PROBLEM: An exact copy of the entries below is required, with all pictures removed.

MATERIAL SHOWN section start

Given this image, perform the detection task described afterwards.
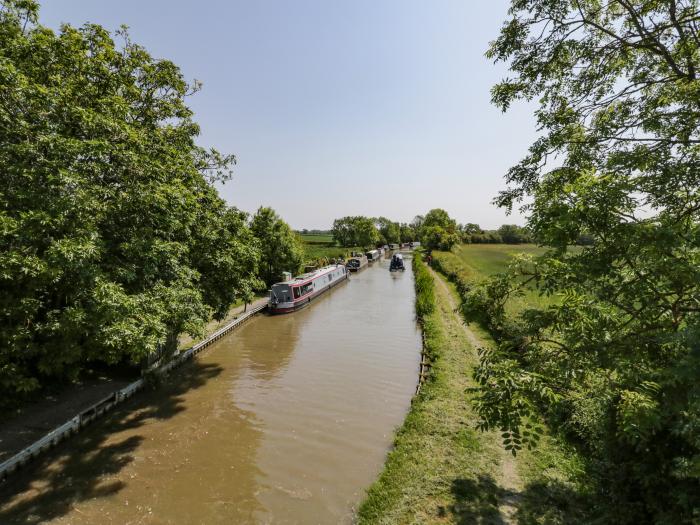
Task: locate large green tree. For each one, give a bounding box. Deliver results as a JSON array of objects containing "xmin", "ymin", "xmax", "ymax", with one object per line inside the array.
[
  {"xmin": 419, "ymin": 209, "xmax": 459, "ymax": 251},
  {"xmin": 469, "ymin": 1, "xmax": 700, "ymax": 522},
  {"xmin": 0, "ymin": 1, "xmax": 259, "ymax": 398},
  {"xmin": 398, "ymin": 222, "xmax": 417, "ymax": 243},
  {"xmin": 331, "ymin": 216, "xmax": 380, "ymax": 249},
  {"xmin": 251, "ymin": 207, "xmax": 303, "ymax": 286},
  {"xmin": 374, "ymin": 216, "xmax": 400, "ymax": 245}
]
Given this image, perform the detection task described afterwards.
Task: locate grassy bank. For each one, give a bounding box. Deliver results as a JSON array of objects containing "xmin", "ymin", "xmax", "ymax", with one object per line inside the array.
[{"xmin": 358, "ymin": 251, "xmax": 587, "ymax": 524}]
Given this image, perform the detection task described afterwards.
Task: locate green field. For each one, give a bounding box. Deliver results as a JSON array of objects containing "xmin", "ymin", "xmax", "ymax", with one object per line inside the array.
[
  {"xmin": 451, "ymin": 244, "xmax": 548, "ymax": 275},
  {"xmin": 299, "ymin": 233, "xmax": 364, "ymax": 263},
  {"xmin": 433, "ymin": 244, "xmax": 553, "ymax": 314}
]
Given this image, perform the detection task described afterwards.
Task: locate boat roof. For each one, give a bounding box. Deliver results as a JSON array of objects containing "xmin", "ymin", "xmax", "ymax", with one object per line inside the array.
[{"xmin": 273, "ymin": 265, "xmax": 342, "ymax": 286}]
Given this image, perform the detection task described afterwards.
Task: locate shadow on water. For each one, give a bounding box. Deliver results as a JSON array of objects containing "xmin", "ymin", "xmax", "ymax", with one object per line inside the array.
[
  {"xmin": 0, "ymin": 360, "xmax": 223, "ymax": 525},
  {"xmin": 438, "ymin": 475, "xmax": 591, "ymax": 525}
]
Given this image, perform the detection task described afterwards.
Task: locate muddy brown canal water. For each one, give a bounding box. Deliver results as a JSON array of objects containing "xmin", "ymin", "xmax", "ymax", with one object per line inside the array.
[{"xmin": 0, "ymin": 256, "xmax": 421, "ymax": 524}]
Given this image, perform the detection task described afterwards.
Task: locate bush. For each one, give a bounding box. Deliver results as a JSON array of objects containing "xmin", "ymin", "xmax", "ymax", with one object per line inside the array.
[{"xmin": 413, "ymin": 253, "xmax": 435, "ymax": 320}]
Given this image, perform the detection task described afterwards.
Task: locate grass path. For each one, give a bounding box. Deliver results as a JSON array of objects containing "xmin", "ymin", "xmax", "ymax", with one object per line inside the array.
[
  {"xmin": 428, "ymin": 265, "xmax": 523, "ymax": 523},
  {"xmin": 359, "ymin": 260, "xmax": 522, "ymax": 524}
]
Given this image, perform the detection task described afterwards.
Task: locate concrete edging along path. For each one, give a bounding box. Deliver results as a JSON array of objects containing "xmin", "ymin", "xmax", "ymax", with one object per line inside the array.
[{"xmin": 0, "ymin": 299, "xmax": 268, "ymax": 482}]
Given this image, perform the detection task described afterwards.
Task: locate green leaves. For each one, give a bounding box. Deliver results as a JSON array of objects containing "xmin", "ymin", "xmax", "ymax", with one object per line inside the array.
[
  {"xmin": 331, "ymin": 216, "xmax": 381, "ymax": 249},
  {"xmin": 0, "ymin": 2, "xmax": 257, "ymax": 403},
  {"xmin": 251, "ymin": 207, "xmax": 303, "ymax": 287},
  {"xmin": 418, "ymin": 209, "xmax": 460, "ymax": 251},
  {"xmin": 485, "ymin": 0, "xmax": 700, "ymax": 519}
]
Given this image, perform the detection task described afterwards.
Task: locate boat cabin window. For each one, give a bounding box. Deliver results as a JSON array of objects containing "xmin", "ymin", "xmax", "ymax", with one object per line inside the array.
[
  {"xmin": 272, "ymin": 284, "xmax": 292, "ymax": 303},
  {"xmin": 293, "ymin": 282, "xmax": 314, "ymax": 299}
]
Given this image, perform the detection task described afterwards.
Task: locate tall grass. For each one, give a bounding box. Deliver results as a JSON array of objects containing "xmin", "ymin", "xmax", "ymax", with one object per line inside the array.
[{"xmin": 412, "ymin": 252, "xmax": 435, "ymax": 320}]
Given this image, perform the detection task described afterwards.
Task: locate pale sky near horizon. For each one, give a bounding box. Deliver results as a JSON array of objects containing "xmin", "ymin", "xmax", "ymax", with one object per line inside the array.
[{"xmin": 40, "ymin": 1, "xmax": 536, "ymax": 230}]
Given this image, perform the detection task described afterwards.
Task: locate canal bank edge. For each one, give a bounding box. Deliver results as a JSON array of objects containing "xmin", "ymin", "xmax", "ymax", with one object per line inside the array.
[{"xmin": 0, "ymin": 300, "xmax": 268, "ymax": 481}]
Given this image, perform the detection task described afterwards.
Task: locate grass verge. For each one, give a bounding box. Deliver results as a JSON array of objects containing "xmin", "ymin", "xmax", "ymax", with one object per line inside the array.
[
  {"xmin": 359, "ymin": 250, "xmax": 590, "ymax": 524},
  {"xmin": 358, "ymin": 253, "xmax": 508, "ymax": 524}
]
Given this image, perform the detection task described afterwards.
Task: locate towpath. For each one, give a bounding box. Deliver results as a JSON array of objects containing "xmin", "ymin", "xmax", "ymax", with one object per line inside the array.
[{"xmin": 427, "ymin": 265, "xmax": 523, "ymax": 524}]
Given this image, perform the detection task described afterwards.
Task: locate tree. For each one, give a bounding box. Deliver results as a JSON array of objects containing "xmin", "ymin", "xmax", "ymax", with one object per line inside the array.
[
  {"xmin": 421, "ymin": 209, "xmax": 456, "ymax": 231},
  {"xmin": 0, "ymin": 1, "xmax": 258, "ymax": 398},
  {"xmin": 421, "ymin": 226, "xmax": 460, "ymax": 252},
  {"xmin": 398, "ymin": 223, "xmax": 416, "ymax": 243},
  {"xmin": 462, "ymin": 223, "xmax": 483, "ymax": 235},
  {"xmin": 472, "ymin": 1, "xmax": 700, "ymax": 521},
  {"xmin": 331, "ymin": 216, "xmax": 380, "ymax": 248},
  {"xmin": 410, "ymin": 215, "xmax": 425, "ymax": 231},
  {"xmin": 251, "ymin": 207, "xmax": 303, "ymax": 287},
  {"xmin": 331, "ymin": 217, "xmax": 354, "ymax": 247},
  {"xmin": 419, "ymin": 209, "xmax": 459, "ymax": 250},
  {"xmin": 354, "ymin": 216, "xmax": 380, "ymax": 249},
  {"xmin": 496, "ymin": 224, "xmax": 531, "ymax": 244},
  {"xmin": 374, "ymin": 217, "xmax": 400, "ymax": 245}
]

MATERIAL SHOWN section end

TASK SOLUTION:
Given this image, perform the detection task described afterwards.
Task: locate large green tree. For each one, give a bounding box. Deliver results as a JSON array of objects containing "xmin", "ymin", "xmax", "ymax", with one object per line inside the array.
[
  {"xmin": 419, "ymin": 209, "xmax": 459, "ymax": 251},
  {"xmin": 469, "ymin": 1, "xmax": 700, "ymax": 522},
  {"xmin": 0, "ymin": 1, "xmax": 259, "ymax": 398},
  {"xmin": 398, "ymin": 222, "xmax": 417, "ymax": 243},
  {"xmin": 331, "ymin": 216, "xmax": 380, "ymax": 249},
  {"xmin": 251, "ymin": 207, "xmax": 303, "ymax": 286},
  {"xmin": 374, "ymin": 216, "xmax": 400, "ymax": 245}
]
Given this image, perform the detection task described afterwards.
Task: locate grassy bank. For each one, give a bounding box. Deliver results as a JSON array of objects containing "xmin", "ymin", "xmax", "ymax", with one object per line inside the array.
[{"xmin": 358, "ymin": 251, "xmax": 587, "ymax": 524}]
Given this image, perform the detection task described afterwards.
Task: locate green field. For each one, give a bounding box. Deliver results as a JSON array of objects containing "xmin", "ymin", "xmax", "ymax", with one object per line inside the array.
[
  {"xmin": 451, "ymin": 244, "xmax": 548, "ymax": 275},
  {"xmin": 299, "ymin": 233, "xmax": 364, "ymax": 263},
  {"xmin": 433, "ymin": 244, "xmax": 553, "ymax": 314}
]
Given this image, perform the detection task described afterwards.
Task: locate boat roof. For each one, give a bounding box. Deliver results as a JSON array of objects containing "xmin", "ymin", "xmax", "ymax", with one object per line inside the array.
[{"xmin": 273, "ymin": 265, "xmax": 342, "ymax": 286}]
Given this image, perform the detection task described afterwards.
Task: locate shadow on water. For each one, give a bounding box. Deliver results as a JSON array of objects containing "xmin", "ymin", "xmax", "ymax", with one object per line inside the array.
[
  {"xmin": 0, "ymin": 360, "xmax": 223, "ymax": 525},
  {"xmin": 438, "ymin": 475, "xmax": 591, "ymax": 525}
]
Given this image, perform the detection task described afterwards.
Task: locate muddy brown canal water. For each one, give a bounding box. Deliver results as a JSON array of objects containing "xmin", "ymin", "xmax", "ymax", with one object per line inside the array.
[{"xmin": 0, "ymin": 256, "xmax": 421, "ymax": 524}]
Given this image, perform the detection task described afterwards.
Task: locate bush. For each one, give a bounding box. Deliver results as a JSON array of objects containing "xmin", "ymin", "xmax", "ymax", with one object per line inside the array.
[{"xmin": 413, "ymin": 253, "xmax": 435, "ymax": 320}]
Given this image, perform the detection task described afterwards.
Task: locate grass path. For each one, give a bounding box. Deliver results as a JSON array of objects containing "xmin", "ymin", "xmax", "ymax", with one object per line inside the array.
[
  {"xmin": 428, "ymin": 265, "xmax": 523, "ymax": 523},
  {"xmin": 359, "ymin": 260, "xmax": 522, "ymax": 524}
]
Given this image, perform the detection task described afterwards.
Task: locate concrete edging along path. For each one, give a bounding box. Deliver results as a JSON array of objects containing "xmin", "ymin", "xmax", "ymax", with one object per line inside the array.
[{"xmin": 0, "ymin": 299, "xmax": 268, "ymax": 482}]
Given this image, perform the detection task described afterwards.
Task: locate green leaves. For each one, give a bounding box. Deliver results as a JSON array of objects containing "xmin", "ymin", "xmax", "ymax", with one object per line inside the array.
[
  {"xmin": 331, "ymin": 216, "xmax": 381, "ymax": 249},
  {"xmin": 0, "ymin": 2, "xmax": 257, "ymax": 403},
  {"xmin": 251, "ymin": 207, "xmax": 303, "ymax": 287},
  {"xmin": 418, "ymin": 209, "xmax": 460, "ymax": 251},
  {"xmin": 485, "ymin": 0, "xmax": 700, "ymax": 519}
]
Given this image, perform the detection task described afterwards.
Task: locate boat cabin window. For each one, give a bounding box. Deliver results as a JSON array of objects containing "xmin", "ymin", "xmax", "ymax", with one object per line inside the array.
[
  {"xmin": 272, "ymin": 284, "xmax": 292, "ymax": 303},
  {"xmin": 293, "ymin": 282, "xmax": 314, "ymax": 299}
]
Given this image, perform the detection task described afterwards.
Task: locate tall grass. For each one, give a bounding box. Deliver results as a JSON array of objects containing "xmin", "ymin", "xmax", "ymax", with one object per line inside the array.
[{"xmin": 412, "ymin": 252, "xmax": 435, "ymax": 320}]
Given this image, perform the detection task described afterwards.
Task: locate pale sky near horizon. For each one, give a bounding box. Deliver results as a JSON array of objects containing "xmin", "ymin", "xmax", "ymax", with one object per line inside the array.
[{"xmin": 40, "ymin": 1, "xmax": 536, "ymax": 230}]
Given this image, perform the detection task described afterwards.
Task: locate canal bank edge. For each one, give a bounding box. Deliver results as a JSON array of objects containing "xmin", "ymin", "xmax", "ymax", with one object per line inside the array.
[{"xmin": 0, "ymin": 300, "xmax": 268, "ymax": 481}]
Given this image, perform the detection task described afterwards.
Task: locate grass verge. For each one, give a bounding box. Deliver results as a JSON array of objects containing "xmin", "ymin", "xmax", "ymax", with one object per line inside the array.
[
  {"xmin": 359, "ymin": 250, "xmax": 590, "ymax": 524},
  {"xmin": 358, "ymin": 253, "xmax": 508, "ymax": 524}
]
Given this image, perform the detection task described afterwards.
Task: locate towpath. For each one, give a bounding box. Deliver results as a JSON array of objects containing "xmin", "ymin", "xmax", "ymax", with one object per line inside the array.
[{"xmin": 427, "ymin": 265, "xmax": 523, "ymax": 524}]
Given this image, perform the detection task described afterwards.
Task: locate tree. For each one, give a bounding box. Deliver results as a JSON array of objects containing "xmin", "ymin", "xmax", "ymax", with one object per line inside the array.
[
  {"xmin": 421, "ymin": 209, "xmax": 456, "ymax": 231},
  {"xmin": 0, "ymin": 1, "xmax": 258, "ymax": 398},
  {"xmin": 421, "ymin": 226, "xmax": 460, "ymax": 252},
  {"xmin": 398, "ymin": 223, "xmax": 416, "ymax": 243},
  {"xmin": 462, "ymin": 223, "xmax": 483, "ymax": 235},
  {"xmin": 472, "ymin": 1, "xmax": 700, "ymax": 521},
  {"xmin": 331, "ymin": 216, "xmax": 380, "ymax": 248},
  {"xmin": 410, "ymin": 215, "xmax": 425, "ymax": 231},
  {"xmin": 251, "ymin": 207, "xmax": 303, "ymax": 287},
  {"xmin": 331, "ymin": 217, "xmax": 354, "ymax": 247},
  {"xmin": 419, "ymin": 209, "xmax": 459, "ymax": 250},
  {"xmin": 354, "ymin": 216, "xmax": 380, "ymax": 249},
  {"xmin": 496, "ymin": 224, "xmax": 531, "ymax": 244},
  {"xmin": 374, "ymin": 217, "xmax": 400, "ymax": 245}
]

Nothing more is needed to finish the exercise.